Part of a data file:

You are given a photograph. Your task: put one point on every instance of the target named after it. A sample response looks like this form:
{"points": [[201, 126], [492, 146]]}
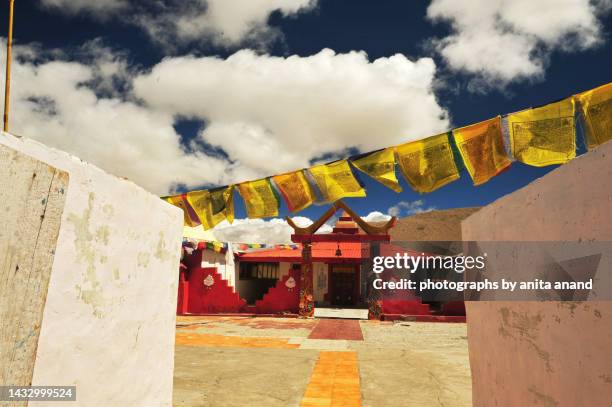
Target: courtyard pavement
{"points": [[245, 361]]}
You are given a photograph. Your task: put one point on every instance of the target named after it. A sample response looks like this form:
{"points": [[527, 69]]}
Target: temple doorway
{"points": [[344, 285]]}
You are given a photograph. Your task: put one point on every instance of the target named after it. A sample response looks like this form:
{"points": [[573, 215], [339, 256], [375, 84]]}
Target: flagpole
{"points": [[9, 51]]}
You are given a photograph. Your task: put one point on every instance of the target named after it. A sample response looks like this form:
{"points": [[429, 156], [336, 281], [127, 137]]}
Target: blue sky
{"points": [[121, 68]]}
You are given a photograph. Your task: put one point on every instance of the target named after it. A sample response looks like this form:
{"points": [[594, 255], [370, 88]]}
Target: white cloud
{"points": [[505, 40], [407, 208], [269, 114], [223, 22], [226, 23], [376, 217], [274, 114], [58, 102], [99, 8]]}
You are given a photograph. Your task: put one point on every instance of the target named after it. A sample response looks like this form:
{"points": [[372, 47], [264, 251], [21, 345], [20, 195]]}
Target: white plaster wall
{"points": [[109, 319]]}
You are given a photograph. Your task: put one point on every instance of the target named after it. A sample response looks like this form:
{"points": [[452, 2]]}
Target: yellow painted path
{"points": [[334, 381]]}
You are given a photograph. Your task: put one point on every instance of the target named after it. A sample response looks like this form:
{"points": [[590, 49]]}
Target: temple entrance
{"points": [[344, 284]]}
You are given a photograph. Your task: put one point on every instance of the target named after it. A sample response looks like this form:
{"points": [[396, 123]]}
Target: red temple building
{"points": [[319, 270]]}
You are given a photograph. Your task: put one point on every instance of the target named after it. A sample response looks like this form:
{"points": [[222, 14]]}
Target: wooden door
{"points": [[343, 285]]}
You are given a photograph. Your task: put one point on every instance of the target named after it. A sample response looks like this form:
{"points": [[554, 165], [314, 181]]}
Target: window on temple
{"points": [[260, 271]]}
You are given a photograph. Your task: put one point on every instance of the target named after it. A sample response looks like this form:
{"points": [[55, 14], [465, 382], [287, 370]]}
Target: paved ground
{"points": [[238, 361]]}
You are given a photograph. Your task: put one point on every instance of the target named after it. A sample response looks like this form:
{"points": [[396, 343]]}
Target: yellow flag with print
{"points": [[596, 106], [481, 146], [427, 164], [545, 135], [295, 190], [213, 206], [259, 198], [380, 165], [336, 180], [189, 216]]}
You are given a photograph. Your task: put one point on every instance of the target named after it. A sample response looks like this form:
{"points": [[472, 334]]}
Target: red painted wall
{"points": [[217, 298], [280, 298]]}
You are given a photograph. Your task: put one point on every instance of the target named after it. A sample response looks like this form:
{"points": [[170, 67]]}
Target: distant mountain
{"points": [[442, 225]]}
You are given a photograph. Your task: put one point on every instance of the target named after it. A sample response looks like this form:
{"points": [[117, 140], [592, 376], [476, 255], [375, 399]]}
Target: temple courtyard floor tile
{"points": [[245, 361]]}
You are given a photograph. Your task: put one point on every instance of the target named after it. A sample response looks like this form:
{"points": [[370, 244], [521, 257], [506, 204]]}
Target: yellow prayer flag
{"points": [[481, 146], [189, 216], [380, 166], [213, 206], [545, 135], [336, 181], [259, 198], [596, 106], [427, 164], [295, 190]]}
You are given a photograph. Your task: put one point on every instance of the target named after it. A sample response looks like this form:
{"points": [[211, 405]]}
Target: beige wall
{"points": [[545, 353], [109, 317]]}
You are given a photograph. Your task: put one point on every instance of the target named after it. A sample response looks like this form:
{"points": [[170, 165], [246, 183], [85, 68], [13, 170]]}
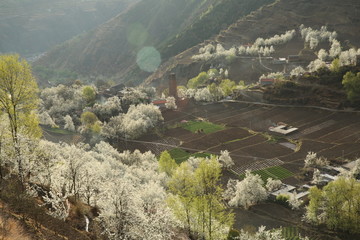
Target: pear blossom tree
{"points": [[69, 124], [170, 103], [225, 159]]}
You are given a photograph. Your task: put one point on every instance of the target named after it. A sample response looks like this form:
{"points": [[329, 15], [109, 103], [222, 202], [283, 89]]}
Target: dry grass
{"points": [[11, 229]]}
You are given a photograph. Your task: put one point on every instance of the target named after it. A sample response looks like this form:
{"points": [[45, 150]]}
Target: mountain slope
{"points": [[33, 26], [342, 17], [112, 48]]}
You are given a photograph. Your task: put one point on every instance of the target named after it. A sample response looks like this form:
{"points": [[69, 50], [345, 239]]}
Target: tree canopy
{"points": [[351, 83]]}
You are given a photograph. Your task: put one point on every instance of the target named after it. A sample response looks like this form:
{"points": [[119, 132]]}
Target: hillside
{"points": [[31, 27], [112, 48], [342, 17]]}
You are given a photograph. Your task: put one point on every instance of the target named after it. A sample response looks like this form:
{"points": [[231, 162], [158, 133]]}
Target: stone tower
{"points": [[173, 86]]}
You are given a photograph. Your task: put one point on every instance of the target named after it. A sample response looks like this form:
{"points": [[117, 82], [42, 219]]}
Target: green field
{"points": [[57, 130], [276, 172], [205, 127], [290, 233], [181, 155]]}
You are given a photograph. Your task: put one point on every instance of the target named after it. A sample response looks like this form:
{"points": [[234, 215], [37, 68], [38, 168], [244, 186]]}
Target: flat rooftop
{"points": [[283, 129]]}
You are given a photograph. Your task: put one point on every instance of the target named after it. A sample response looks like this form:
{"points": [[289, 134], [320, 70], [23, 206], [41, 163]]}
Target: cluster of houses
{"points": [[327, 174]]}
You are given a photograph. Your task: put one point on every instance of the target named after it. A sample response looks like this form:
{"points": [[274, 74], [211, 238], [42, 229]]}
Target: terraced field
{"points": [[242, 129], [335, 135]]}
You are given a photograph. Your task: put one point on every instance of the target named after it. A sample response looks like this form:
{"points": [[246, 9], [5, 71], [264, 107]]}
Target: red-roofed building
{"points": [[266, 81]]}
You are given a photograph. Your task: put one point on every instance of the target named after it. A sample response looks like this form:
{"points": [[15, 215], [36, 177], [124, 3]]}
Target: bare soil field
{"points": [[321, 131], [334, 135]]}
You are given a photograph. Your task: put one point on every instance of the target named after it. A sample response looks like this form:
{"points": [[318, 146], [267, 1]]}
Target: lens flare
{"points": [[148, 59]]}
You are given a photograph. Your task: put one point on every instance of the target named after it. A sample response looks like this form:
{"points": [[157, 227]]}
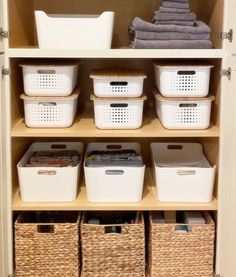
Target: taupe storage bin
{"points": [[109, 254], [173, 254], [47, 244]]}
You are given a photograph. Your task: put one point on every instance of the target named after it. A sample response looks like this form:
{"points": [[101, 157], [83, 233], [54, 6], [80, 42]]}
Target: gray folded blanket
{"points": [[171, 44], [160, 16], [173, 10], [139, 24], [180, 23], [178, 5], [170, 36]]}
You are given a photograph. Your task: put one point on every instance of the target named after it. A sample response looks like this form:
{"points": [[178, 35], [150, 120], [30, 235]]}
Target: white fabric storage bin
{"points": [[118, 113], [50, 112], [184, 113], [182, 173], [183, 80], [49, 184], [63, 31], [49, 79], [125, 83], [114, 184]]}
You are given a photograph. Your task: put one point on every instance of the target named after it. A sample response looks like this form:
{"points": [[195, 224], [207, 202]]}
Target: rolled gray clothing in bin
{"points": [[178, 5], [160, 16], [170, 36], [139, 24], [171, 44]]}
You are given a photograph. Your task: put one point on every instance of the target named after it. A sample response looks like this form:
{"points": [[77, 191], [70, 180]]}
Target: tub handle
{"points": [[46, 71], [114, 172], [186, 172], [47, 172]]}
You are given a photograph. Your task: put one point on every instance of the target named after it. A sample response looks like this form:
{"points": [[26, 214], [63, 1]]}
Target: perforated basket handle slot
{"points": [[119, 105], [186, 172], [46, 71], [47, 172], [58, 146], [186, 72], [45, 229], [190, 105], [119, 83], [47, 104], [113, 230], [114, 172], [175, 147]]}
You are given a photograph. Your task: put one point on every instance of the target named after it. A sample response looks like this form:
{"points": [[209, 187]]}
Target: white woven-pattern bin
{"points": [[49, 80], [49, 184], [183, 81], [184, 113], [126, 83], [115, 113], [57, 112], [182, 172]]}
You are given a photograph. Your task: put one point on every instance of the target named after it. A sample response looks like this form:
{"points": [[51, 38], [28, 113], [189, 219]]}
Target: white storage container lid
{"points": [[119, 74]]}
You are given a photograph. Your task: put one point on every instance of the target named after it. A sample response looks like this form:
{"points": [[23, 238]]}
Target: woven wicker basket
{"points": [[173, 254], [47, 244], [108, 254]]}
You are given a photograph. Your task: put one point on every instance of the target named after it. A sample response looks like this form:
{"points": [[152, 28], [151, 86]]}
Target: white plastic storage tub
{"points": [[183, 80], [125, 83], [53, 112], [118, 113], [49, 79], [114, 183], [182, 173], [63, 31], [49, 184], [184, 113]]}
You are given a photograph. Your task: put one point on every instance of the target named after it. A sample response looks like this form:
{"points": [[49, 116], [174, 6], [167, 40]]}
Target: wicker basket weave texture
{"points": [[112, 254], [47, 254], [173, 254]]}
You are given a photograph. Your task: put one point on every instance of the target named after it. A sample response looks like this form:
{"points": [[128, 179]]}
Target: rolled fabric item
{"points": [[171, 44], [170, 36], [180, 23], [160, 16], [139, 24], [178, 5], [173, 10]]}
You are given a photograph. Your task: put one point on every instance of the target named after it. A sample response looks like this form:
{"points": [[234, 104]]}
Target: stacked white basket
{"points": [[50, 99], [183, 103], [118, 100]]}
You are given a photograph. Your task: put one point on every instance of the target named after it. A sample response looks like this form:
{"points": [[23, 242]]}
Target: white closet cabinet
{"points": [[18, 43]]}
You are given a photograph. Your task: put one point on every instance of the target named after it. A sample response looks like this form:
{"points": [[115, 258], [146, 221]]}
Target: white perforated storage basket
{"points": [[49, 184], [125, 83], [115, 113], [43, 112], [74, 31], [182, 173], [49, 80], [183, 80], [183, 113], [114, 183]]}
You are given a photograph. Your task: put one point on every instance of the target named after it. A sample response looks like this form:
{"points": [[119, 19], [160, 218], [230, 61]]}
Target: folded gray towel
{"points": [[178, 5], [171, 44], [180, 23], [139, 24], [160, 16], [173, 10], [170, 36]]}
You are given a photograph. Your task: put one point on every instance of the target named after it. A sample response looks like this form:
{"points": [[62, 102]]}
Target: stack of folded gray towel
{"points": [[174, 26]]}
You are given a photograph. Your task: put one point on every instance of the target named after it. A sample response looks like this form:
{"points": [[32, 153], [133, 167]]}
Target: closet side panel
{"points": [[226, 242]]}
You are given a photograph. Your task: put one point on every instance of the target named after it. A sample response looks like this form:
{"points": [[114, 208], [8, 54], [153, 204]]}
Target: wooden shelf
{"points": [[84, 127], [149, 202], [31, 52]]}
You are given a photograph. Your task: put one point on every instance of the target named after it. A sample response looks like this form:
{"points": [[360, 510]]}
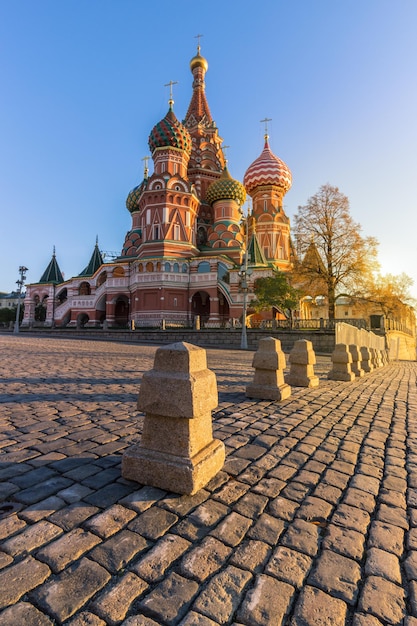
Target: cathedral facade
{"points": [[190, 248]]}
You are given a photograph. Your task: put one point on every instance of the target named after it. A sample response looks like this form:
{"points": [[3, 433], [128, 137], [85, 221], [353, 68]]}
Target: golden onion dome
{"points": [[198, 61], [226, 188]]}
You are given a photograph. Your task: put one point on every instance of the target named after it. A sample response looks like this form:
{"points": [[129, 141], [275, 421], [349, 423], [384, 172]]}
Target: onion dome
{"points": [[132, 200], [267, 169], [169, 132], [198, 61], [226, 188]]}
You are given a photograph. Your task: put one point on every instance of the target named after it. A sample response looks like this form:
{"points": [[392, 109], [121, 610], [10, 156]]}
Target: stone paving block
{"points": [[143, 498], [351, 517], [290, 566], [295, 491], [67, 549], [365, 620], [232, 529], [108, 495], [156, 562], [170, 601], [231, 492], [383, 599], [113, 604], [116, 552], [303, 536], [110, 521], [31, 537], [10, 525], [5, 560], [18, 579], [314, 509], [316, 608], [205, 559], [345, 541], [74, 493], [73, 515], [384, 564], [140, 620], [181, 505], [251, 555], [283, 508], [85, 618], [24, 613], [393, 515], [359, 499], [196, 619], [267, 529], [267, 603], [251, 505], [386, 537], [336, 575], [153, 522], [70, 590], [221, 597]]}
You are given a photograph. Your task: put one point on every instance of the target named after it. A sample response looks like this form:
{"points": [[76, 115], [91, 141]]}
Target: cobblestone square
{"points": [[311, 522]]}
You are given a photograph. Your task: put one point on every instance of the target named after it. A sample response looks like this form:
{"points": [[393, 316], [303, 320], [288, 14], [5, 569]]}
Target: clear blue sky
{"points": [[82, 85]]}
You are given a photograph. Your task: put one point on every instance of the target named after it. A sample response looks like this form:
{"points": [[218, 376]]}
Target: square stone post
{"points": [[177, 451], [269, 363]]}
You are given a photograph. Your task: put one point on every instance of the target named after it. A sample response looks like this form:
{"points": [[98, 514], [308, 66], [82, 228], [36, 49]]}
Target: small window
{"points": [[203, 267]]}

▸ Exercise description:
How many lines of the listing contain the string "wicker"? Case counts. Reply with the number alone.

▸ Answer to this task:
2